EXERCISE DETAILS: From the records below, pull out every line that contains the word "opening" and list those lines in their original order.

— Start DATA IN THIS EXERCISE —

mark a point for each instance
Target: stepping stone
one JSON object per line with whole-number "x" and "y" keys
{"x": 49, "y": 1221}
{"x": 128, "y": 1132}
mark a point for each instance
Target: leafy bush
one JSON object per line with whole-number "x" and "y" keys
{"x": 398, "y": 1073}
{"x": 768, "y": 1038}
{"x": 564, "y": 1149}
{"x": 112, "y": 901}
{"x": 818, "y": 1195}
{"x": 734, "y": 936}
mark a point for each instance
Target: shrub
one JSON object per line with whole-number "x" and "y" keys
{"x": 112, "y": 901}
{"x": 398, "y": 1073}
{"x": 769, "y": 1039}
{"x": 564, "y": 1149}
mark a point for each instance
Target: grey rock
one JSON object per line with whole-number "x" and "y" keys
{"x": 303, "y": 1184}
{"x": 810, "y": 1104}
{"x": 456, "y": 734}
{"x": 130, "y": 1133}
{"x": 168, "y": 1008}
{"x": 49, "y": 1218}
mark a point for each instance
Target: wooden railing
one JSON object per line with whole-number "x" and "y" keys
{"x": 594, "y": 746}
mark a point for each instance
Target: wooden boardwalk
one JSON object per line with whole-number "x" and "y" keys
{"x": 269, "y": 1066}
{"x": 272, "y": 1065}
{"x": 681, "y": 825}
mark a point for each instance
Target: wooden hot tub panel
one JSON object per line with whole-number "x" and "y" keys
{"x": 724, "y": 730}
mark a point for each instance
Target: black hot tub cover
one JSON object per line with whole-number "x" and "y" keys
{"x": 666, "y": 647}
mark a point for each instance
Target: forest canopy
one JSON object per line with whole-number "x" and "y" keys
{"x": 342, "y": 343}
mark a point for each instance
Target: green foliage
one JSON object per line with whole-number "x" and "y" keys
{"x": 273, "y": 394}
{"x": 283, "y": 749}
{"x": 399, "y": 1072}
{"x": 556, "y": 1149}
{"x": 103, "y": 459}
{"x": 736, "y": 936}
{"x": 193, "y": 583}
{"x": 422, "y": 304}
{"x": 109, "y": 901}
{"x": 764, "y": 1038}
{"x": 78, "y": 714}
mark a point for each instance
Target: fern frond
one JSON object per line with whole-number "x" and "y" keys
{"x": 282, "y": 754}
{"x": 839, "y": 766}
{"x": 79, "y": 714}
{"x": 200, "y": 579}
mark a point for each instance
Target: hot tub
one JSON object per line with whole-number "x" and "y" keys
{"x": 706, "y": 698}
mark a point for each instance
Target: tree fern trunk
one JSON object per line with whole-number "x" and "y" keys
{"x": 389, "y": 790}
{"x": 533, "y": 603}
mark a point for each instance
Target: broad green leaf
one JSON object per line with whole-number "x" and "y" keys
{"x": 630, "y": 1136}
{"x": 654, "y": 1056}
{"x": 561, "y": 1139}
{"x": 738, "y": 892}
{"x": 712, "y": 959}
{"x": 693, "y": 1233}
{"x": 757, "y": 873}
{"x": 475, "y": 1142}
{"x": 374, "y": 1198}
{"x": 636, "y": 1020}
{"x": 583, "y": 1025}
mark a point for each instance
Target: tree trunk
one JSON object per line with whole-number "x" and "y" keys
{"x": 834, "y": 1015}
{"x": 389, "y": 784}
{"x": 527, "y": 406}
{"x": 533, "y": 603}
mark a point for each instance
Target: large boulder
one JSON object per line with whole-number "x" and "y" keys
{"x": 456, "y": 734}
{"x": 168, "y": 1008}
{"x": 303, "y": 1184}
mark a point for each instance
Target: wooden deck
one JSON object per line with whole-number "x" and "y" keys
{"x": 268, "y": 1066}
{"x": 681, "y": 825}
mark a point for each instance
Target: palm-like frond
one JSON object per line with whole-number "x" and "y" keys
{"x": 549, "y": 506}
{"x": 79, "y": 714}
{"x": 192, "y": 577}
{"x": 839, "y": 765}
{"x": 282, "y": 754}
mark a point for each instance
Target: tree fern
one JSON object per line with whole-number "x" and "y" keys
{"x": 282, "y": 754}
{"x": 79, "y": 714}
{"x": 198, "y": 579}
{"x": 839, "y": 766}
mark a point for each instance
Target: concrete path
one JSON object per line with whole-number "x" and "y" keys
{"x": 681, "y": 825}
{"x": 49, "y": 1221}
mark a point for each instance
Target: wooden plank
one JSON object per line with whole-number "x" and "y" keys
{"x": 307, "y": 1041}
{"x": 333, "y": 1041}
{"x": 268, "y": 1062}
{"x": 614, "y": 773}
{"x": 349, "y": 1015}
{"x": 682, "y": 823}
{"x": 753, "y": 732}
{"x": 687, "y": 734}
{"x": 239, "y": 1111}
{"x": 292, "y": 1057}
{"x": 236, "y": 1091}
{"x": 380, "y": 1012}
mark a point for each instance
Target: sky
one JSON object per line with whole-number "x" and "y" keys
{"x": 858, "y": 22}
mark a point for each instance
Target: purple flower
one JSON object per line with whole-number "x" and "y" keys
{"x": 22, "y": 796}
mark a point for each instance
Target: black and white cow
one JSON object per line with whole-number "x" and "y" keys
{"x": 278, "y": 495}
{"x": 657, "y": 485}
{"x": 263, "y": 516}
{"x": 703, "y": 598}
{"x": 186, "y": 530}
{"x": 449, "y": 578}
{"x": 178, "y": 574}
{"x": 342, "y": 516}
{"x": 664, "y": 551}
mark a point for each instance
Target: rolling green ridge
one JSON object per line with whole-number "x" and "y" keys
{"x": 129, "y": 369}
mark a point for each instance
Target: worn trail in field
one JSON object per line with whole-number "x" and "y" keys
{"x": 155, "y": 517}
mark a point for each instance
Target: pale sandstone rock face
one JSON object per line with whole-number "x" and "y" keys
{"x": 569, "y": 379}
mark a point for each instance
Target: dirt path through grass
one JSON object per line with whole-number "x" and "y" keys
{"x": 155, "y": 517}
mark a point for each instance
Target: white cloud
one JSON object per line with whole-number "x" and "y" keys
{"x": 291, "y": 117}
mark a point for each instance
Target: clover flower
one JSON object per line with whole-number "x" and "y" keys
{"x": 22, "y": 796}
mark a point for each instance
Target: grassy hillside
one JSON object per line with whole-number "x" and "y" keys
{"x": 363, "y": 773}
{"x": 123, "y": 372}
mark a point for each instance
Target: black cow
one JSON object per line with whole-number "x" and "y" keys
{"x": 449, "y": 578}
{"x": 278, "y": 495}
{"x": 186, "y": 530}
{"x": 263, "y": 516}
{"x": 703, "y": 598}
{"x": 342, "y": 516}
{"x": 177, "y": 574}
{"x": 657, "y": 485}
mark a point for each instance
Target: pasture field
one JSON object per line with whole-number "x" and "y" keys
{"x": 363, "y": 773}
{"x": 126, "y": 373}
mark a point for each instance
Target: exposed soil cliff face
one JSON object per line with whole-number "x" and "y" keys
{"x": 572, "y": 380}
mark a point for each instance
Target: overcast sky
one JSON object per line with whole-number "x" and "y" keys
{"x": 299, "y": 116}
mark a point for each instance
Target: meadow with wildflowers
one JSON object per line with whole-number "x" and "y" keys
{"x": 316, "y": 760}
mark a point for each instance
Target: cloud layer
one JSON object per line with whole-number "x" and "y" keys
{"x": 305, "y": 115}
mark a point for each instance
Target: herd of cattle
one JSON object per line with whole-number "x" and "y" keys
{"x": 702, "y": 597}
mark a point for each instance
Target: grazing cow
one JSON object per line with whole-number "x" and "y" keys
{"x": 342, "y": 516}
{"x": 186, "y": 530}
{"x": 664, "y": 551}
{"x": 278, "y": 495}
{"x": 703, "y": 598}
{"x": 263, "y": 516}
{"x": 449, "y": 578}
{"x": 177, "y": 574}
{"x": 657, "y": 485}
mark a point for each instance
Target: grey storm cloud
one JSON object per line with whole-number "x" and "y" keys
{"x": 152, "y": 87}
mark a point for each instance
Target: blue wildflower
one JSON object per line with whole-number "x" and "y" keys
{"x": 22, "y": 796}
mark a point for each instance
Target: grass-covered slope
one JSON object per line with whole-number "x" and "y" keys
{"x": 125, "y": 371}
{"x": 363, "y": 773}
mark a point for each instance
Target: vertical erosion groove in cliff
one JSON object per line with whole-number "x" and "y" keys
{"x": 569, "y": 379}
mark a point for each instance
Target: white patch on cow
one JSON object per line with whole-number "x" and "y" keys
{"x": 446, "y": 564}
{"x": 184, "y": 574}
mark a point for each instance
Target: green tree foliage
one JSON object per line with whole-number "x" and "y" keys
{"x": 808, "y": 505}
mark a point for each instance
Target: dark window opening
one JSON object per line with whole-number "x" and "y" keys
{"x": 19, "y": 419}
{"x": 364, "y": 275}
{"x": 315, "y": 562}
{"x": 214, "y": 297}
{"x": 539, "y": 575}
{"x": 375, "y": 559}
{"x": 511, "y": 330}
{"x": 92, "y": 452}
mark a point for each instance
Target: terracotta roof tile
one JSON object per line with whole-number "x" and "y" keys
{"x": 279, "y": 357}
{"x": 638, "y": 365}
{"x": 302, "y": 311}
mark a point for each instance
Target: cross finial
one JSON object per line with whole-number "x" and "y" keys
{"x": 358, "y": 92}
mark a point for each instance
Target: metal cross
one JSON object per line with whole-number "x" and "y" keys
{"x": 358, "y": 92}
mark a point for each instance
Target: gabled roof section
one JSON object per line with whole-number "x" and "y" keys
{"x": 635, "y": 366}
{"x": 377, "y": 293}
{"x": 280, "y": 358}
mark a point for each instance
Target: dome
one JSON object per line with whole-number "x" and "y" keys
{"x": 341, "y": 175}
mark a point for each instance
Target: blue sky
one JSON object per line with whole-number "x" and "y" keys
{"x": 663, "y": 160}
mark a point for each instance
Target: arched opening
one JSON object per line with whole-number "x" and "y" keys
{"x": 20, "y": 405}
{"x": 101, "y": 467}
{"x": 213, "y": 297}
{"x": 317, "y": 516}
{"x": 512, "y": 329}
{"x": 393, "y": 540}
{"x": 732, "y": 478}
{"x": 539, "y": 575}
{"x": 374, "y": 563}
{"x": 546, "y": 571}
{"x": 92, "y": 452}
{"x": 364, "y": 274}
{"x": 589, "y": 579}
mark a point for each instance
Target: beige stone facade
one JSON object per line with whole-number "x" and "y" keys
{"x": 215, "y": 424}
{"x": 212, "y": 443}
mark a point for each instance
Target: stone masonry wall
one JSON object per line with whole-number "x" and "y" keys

— End DATA IN THIS EXERCISE —

RESPONSE TO THE TASK:
Target: dark window opening
Target: arched opening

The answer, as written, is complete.